● What to do
In the excerpt on the defamation claims, what is the title of the first article at issue?

Defamatory Statements at Issue {¶ 30} The first article at issue, dated August 26, 2005, is entitled "Workers' Comp Ignored Warning About Brokers' Fees." Plaintiffs argue that the following numbered statements establish evidence of actual malice.5

1) The article states that the BWC ignored a warning from the SEC that three investment firms, including Great Lakes, received "excessive fees" for their brokerage work for the BWC.

2) The article states that the "trio of BWC bond brokerages the SEC chose to review were no strangers to investment scandal." *Page 14

{¶ 31} On November 8, 2002, the SEC sent a letter to the BWC. In that letter, the SEC stated that particular commissions "appear[ed] to be excessive." In another letter written on March 17, 2004, the SEC wrote that there may be "possible abuse" and that the commissions "may be" excessive. The SEC also notified the BWC that the rates it paid were potentially high for everyone.

{¶ 32} Plaintiffs argue that the SEC letter was speculative and that the BWC, the Attorney General's office, and Joseph Rice, the plaintiffs' spokesman, denounced the suggestion prior to the article's publication. They further allege that the word "scandal" ties one to criminal activity and there was no proof that they were involved in any criminal activity related to Tom Noe, Joe Deters ("Deters") or Terry Gasper ("Gasper").

{¶ 33} The article states that White was a friend of Gasper's and that they were fellow alumni of St. Ignatius High School. The article also states that Gasper, who was forced to resign, was the BWC's former chief investment officer who failed to inform the BWC of the SEC's concerns.

{¶ 34} However, "the mere presence of conflicting stories in a defendant's own files does not establish that the defendant knew that the [statement] was false, `since the state of mind required for actual malice would have to be brought home to the persons in *** the organization having responsibility for the publication [The Plain Dealer].'" Varanese at 81, quoting New York Times. *Page 15 Furthermore, the "[f]ailure to investigate does not in itself establish bad faith." St Amant. Thus, we do not find that these statements show actual malice.

3) The article states, "Furthermore, the bureau allowed brokers like Great Lakes Capital Partners, U.S. Discount Brokerage Inc. and Mantor Watson Securities to designate their own commissions. And there was no evidence these brokers could handle large volume trades, the SEC said."

● Given data
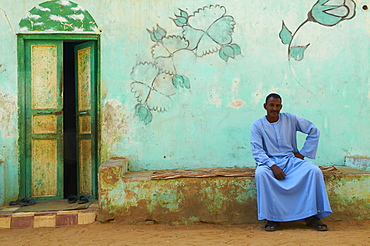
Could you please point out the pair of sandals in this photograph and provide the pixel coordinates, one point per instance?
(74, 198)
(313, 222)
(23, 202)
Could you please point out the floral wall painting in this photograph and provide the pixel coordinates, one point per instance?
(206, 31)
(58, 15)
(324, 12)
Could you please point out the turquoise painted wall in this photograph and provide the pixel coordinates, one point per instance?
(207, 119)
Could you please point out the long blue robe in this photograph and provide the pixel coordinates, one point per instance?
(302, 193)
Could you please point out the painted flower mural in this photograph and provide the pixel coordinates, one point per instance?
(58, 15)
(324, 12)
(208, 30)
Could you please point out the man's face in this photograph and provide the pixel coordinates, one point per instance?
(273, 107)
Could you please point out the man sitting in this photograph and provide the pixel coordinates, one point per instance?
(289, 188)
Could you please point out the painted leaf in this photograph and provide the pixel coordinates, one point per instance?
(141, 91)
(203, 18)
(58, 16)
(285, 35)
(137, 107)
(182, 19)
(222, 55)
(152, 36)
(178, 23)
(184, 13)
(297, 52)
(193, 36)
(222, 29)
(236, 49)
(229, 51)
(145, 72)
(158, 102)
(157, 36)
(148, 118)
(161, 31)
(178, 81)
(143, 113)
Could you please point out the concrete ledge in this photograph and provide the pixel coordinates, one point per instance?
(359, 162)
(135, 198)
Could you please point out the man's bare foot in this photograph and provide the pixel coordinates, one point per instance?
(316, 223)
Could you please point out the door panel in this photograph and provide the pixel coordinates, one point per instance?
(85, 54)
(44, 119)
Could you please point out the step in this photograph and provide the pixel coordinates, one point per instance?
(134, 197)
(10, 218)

● Result of this exercise
"Workers' Comp Ignored Warning About Brokers' Fees."